How many lines in the data below contain the string "green"? Reply with the number alone.

--- INPUT RECORDS ---
^^^^^^^^
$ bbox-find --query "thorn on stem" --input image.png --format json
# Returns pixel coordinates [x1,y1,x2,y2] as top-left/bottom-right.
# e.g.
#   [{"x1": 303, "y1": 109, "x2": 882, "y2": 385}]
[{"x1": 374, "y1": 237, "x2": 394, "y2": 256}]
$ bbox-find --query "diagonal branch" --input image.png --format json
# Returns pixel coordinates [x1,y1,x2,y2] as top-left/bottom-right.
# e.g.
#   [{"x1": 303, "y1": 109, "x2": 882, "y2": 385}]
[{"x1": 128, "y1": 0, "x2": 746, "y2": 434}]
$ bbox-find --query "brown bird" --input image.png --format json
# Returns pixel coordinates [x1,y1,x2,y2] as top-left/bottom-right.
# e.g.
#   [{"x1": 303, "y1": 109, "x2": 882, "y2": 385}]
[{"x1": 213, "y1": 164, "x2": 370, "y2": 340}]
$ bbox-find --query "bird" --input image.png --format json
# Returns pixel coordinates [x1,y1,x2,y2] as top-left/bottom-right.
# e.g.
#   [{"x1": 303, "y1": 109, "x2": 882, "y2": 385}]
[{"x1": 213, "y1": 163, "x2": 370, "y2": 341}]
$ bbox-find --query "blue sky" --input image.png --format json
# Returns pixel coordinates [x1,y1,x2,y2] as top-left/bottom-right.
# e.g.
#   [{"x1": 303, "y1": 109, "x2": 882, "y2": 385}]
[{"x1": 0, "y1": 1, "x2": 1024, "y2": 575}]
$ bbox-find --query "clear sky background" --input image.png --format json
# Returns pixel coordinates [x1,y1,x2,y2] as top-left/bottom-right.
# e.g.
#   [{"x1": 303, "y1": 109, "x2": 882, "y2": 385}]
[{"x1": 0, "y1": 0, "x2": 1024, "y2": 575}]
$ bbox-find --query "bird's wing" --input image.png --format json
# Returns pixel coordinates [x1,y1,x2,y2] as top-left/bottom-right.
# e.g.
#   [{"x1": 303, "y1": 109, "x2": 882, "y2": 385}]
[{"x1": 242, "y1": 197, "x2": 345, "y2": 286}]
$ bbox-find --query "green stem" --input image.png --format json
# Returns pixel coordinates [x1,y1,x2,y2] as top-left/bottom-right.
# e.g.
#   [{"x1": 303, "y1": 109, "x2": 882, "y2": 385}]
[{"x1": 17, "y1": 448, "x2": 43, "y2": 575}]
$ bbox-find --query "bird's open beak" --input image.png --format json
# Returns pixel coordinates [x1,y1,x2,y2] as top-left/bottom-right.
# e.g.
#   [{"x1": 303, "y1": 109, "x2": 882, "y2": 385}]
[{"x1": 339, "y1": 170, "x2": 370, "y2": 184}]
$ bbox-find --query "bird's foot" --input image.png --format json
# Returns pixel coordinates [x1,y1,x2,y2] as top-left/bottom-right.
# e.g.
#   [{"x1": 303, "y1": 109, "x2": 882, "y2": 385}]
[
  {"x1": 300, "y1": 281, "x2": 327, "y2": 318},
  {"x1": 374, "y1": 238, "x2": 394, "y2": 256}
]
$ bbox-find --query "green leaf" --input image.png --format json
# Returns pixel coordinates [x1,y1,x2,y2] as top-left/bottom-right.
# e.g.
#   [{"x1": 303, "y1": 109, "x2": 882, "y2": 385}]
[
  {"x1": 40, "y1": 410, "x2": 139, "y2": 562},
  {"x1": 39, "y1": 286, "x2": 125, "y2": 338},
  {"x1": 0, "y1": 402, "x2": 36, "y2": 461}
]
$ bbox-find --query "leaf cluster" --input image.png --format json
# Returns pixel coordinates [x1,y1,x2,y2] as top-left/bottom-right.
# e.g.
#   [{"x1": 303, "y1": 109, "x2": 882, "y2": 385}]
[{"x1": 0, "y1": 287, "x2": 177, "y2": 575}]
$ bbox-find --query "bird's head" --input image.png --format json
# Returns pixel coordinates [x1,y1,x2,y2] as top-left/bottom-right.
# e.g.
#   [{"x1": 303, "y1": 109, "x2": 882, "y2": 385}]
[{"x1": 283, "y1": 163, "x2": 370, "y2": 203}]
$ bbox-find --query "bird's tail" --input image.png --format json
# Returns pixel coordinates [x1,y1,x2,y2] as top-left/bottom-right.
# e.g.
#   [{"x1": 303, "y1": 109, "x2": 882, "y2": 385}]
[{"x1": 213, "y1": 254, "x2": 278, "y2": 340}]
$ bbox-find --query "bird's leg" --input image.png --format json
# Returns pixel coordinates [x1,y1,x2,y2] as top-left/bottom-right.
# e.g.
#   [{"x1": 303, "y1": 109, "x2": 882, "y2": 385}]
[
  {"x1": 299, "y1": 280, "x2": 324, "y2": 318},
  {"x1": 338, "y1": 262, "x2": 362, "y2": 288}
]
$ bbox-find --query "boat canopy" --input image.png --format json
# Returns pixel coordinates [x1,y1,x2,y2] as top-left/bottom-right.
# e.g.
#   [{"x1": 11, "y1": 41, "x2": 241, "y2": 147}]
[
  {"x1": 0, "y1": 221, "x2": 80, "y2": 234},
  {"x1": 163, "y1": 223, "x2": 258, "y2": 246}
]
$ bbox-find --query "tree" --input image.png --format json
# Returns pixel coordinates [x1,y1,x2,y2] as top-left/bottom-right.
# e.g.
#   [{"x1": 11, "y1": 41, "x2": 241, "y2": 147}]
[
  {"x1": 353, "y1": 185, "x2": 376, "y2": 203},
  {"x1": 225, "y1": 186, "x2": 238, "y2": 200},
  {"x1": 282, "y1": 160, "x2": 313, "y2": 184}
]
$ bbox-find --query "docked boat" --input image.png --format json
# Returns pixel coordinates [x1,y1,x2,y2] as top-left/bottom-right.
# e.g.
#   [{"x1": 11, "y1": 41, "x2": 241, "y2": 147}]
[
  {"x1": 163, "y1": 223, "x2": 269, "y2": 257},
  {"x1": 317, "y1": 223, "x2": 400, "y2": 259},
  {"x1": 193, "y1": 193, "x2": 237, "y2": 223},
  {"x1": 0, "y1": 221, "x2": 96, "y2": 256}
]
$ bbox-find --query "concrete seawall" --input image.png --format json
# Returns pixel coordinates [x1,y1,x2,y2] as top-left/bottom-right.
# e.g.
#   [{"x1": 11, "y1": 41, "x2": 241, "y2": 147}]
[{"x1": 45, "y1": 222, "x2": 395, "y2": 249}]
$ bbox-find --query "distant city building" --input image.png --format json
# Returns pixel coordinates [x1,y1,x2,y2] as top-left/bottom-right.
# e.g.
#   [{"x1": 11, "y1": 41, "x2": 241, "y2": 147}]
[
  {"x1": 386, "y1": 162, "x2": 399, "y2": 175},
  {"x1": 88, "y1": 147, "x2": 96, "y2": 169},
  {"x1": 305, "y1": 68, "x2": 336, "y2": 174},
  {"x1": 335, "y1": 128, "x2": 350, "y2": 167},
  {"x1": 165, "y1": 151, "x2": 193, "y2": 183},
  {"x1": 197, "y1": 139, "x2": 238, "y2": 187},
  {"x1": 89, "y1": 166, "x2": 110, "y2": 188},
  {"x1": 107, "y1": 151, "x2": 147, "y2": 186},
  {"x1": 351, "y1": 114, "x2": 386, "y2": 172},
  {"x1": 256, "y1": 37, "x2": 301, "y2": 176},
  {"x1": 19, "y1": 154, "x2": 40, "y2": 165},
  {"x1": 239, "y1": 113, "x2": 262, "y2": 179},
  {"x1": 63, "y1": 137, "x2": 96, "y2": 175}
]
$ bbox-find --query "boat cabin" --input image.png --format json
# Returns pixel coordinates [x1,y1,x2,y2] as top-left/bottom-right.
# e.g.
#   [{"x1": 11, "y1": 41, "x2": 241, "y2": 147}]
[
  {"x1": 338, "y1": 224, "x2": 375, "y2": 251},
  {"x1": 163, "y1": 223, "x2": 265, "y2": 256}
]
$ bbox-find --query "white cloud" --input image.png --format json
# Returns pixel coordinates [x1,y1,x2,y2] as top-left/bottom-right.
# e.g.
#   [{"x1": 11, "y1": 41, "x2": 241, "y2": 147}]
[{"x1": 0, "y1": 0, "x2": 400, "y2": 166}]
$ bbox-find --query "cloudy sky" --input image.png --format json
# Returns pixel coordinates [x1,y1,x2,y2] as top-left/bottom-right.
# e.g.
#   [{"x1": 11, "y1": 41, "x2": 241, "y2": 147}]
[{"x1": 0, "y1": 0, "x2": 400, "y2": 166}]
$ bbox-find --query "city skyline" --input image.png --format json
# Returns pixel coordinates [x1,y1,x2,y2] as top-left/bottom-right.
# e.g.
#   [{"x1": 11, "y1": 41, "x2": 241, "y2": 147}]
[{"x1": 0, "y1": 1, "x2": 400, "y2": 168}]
^^^^^^^^
--- THE SOLUTION ---
2